_What the task asks_
Return the data from its start through the line holding "M 33 34 L 30", inclusive, copied exactly. Leave the pictures out of your answer.
-------------------------
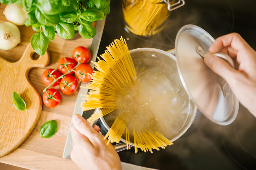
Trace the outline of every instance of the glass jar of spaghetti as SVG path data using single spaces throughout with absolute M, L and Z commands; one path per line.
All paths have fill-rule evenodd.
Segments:
M 162 30 L 170 11 L 185 4 L 184 0 L 123 0 L 122 2 L 126 28 L 142 36 Z

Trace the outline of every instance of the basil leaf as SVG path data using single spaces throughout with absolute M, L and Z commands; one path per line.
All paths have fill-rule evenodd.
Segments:
M 41 24 L 38 22 L 37 19 L 36 18 L 36 16 L 35 15 L 35 10 L 33 10 L 27 14 L 27 16 L 28 17 L 28 19 L 29 21 L 30 25 L 32 25 L 33 27 L 40 27 L 41 25 Z M 27 26 L 27 24 L 29 24 L 28 21 L 27 22 L 26 21 L 25 22 L 27 23 L 27 24 L 26 25 L 26 26 Z
M 76 14 L 75 12 L 63 12 L 60 14 L 60 20 L 68 23 L 73 23 L 77 20 Z
M 89 9 L 82 12 L 81 18 L 88 21 L 95 21 L 102 20 L 104 18 L 104 13 L 101 10 L 96 8 Z
M 0 0 L 0 3 L 6 4 L 11 4 L 14 3 L 17 0 Z
M 44 14 L 38 9 L 35 11 L 36 17 L 38 22 L 42 24 L 48 26 L 53 26 L 57 24 L 60 21 L 59 15 L 48 15 Z
M 15 91 L 12 93 L 12 101 L 13 102 L 14 106 L 18 110 L 26 110 L 27 106 L 25 102 L 18 93 L 15 92 Z
M 85 23 L 81 23 L 78 29 L 79 33 L 84 39 L 92 38 L 96 34 L 96 29 L 91 25 Z
M 0 0 L 0 1 L 1 1 Z M 15 3 L 20 6 L 22 6 L 23 5 L 23 0 L 18 0 L 15 2 Z
M 55 38 L 54 27 L 47 26 L 45 25 L 42 25 L 42 28 L 43 28 L 44 33 L 46 37 L 53 41 Z
M 89 8 L 92 8 L 93 7 L 94 7 L 95 5 L 94 5 L 94 4 L 92 2 L 92 0 L 90 0 L 89 1 L 89 2 L 88 3 L 88 6 L 89 7 Z
M 23 0 L 23 7 L 25 10 L 28 11 L 31 8 L 33 0 Z
M 109 4 L 106 0 L 91 0 L 92 2 L 99 9 L 102 9 Z
M 41 12 L 49 15 L 58 14 L 65 11 L 67 8 L 63 5 L 62 0 L 38 0 L 36 6 Z
M 32 28 L 36 31 L 39 31 L 39 27 L 32 27 Z
M 75 35 L 75 29 L 72 24 L 60 22 L 56 26 L 56 30 L 60 37 L 65 39 L 71 39 Z
M 52 120 L 45 122 L 40 129 L 40 136 L 42 137 L 50 138 L 57 131 L 57 122 L 55 120 Z
M 28 18 L 27 18 L 27 19 L 26 20 L 24 24 L 27 27 L 28 27 L 29 26 L 31 25 L 31 23 L 30 23 L 30 21 L 29 21 L 29 19 Z
M 33 34 L 30 39 L 32 48 L 40 55 L 43 55 L 45 53 L 49 43 L 49 39 L 44 32 L 41 31 Z

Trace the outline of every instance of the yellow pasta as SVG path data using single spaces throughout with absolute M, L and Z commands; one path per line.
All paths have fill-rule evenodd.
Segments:
M 117 92 L 122 92 L 126 86 L 132 84 L 137 79 L 131 57 L 125 40 L 122 37 L 115 40 L 107 47 L 105 53 L 101 55 L 103 59 L 98 57 L 98 61 L 94 63 L 98 70 L 91 75 L 90 83 L 85 87 L 90 89 L 87 95 L 83 95 L 86 101 L 82 106 L 84 111 L 98 108 L 100 109 L 87 119 L 92 122 L 109 114 L 116 108 L 116 102 Z M 125 131 L 126 148 L 131 148 L 129 127 L 122 117 L 117 116 L 104 137 L 108 139 L 107 144 L 119 143 Z M 159 148 L 164 148 L 173 143 L 156 131 L 148 129 L 146 127 L 143 131 L 133 129 L 131 132 L 133 136 L 135 152 L 139 147 L 143 152 L 153 149 L 159 150 Z M 154 131 L 154 132 L 151 132 Z
M 170 12 L 162 0 L 126 0 L 122 9 L 127 29 L 143 36 L 153 35 L 162 30 Z

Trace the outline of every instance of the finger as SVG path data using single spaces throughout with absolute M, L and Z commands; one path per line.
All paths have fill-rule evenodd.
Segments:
-------------------------
_Solution below_
Trace the outline of every instance of the glass jar of spaghetti as SVG path data using single spaces throughout with absolute M, L and Z commands; one path per line.
All paths have fill-rule evenodd.
Segments:
M 162 30 L 170 11 L 185 4 L 184 0 L 123 0 L 122 2 L 126 28 L 142 36 Z

Trace the outline of every instance of the basil leaf as SVG path data using single spaces throughout with absolute M, L and Z commands; one path per line.
All paths have fill-rule evenodd.
Segments:
M 41 24 L 38 22 L 37 19 L 36 18 L 36 16 L 35 15 L 35 10 L 33 10 L 27 14 L 27 16 L 28 17 L 28 19 L 29 21 L 30 25 L 32 25 L 33 27 L 40 27 L 41 25 Z M 27 26 L 27 24 L 29 24 L 28 21 L 27 22 L 26 21 L 25 22 L 27 23 L 27 24 L 26 25 L 26 26 Z
M 76 14 L 75 12 L 63 12 L 60 14 L 60 20 L 68 23 L 73 23 L 77 20 Z
M 89 9 L 82 12 L 81 18 L 88 21 L 95 21 L 102 20 L 104 18 L 104 13 L 101 10 L 96 8 Z
M 0 0 L 0 3 L 6 4 L 11 4 L 14 3 L 17 0 Z
M 44 14 L 38 9 L 35 11 L 36 17 L 38 22 L 42 24 L 48 26 L 53 26 L 57 24 L 60 21 L 59 15 L 48 15 Z
M 15 91 L 12 93 L 12 101 L 13 102 L 14 106 L 18 110 L 26 110 L 27 106 L 25 102 L 18 93 L 15 92 Z
M 85 23 L 81 23 L 78 29 L 79 33 L 84 39 L 92 38 L 96 34 L 96 29 L 91 25 Z
M 0 0 L 0 1 L 1 1 Z M 15 3 L 20 6 L 22 6 L 23 5 L 23 0 L 18 0 L 15 2 Z
M 55 38 L 54 27 L 47 26 L 45 25 L 42 25 L 42 28 L 43 28 L 44 33 L 46 37 L 53 41 Z
M 89 8 L 92 8 L 93 7 L 94 7 L 95 5 L 94 5 L 94 4 L 92 2 L 92 0 L 90 0 L 89 1 L 89 2 L 88 3 L 88 6 L 89 7 Z
M 23 0 L 23 7 L 25 10 L 28 11 L 31 8 L 33 0 Z
M 109 4 L 106 0 L 91 0 L 92 2 L 99 9 L 102 9 Z
M 41 12 L 49 15 L 58 14 L 65 11 L 67 8 L 63 5 L 62 0 L 38 0 L 36 6 Z
M 32 28 L 36 31 L 39 31 L 39 27 L 32 27 Z
M 75 35 L 75 29 L 72 24 L 60 22 L 56 26 L 56 30 L 60 37 L 65 39 L 71 39 Z
M 52 120 L 45 122 L 40 129 L 40 136 L 42 137 L 50 138 L 57 131 L 57 122 L 55 120 Z
M 28 18 L 27 18 L 27 19 L 26 20 L 24 24 L 27 27 L 28 27 L 29 26 L 31 25 L 31 23 L 30 23 L 30 21 L 29 21 L 29 19 Z
M 33 34 L 30 39 L 32 48 L 40 55 L 43 55 L 45 53 L 49 43 L 49 39 L 44 32 L 41 31 Z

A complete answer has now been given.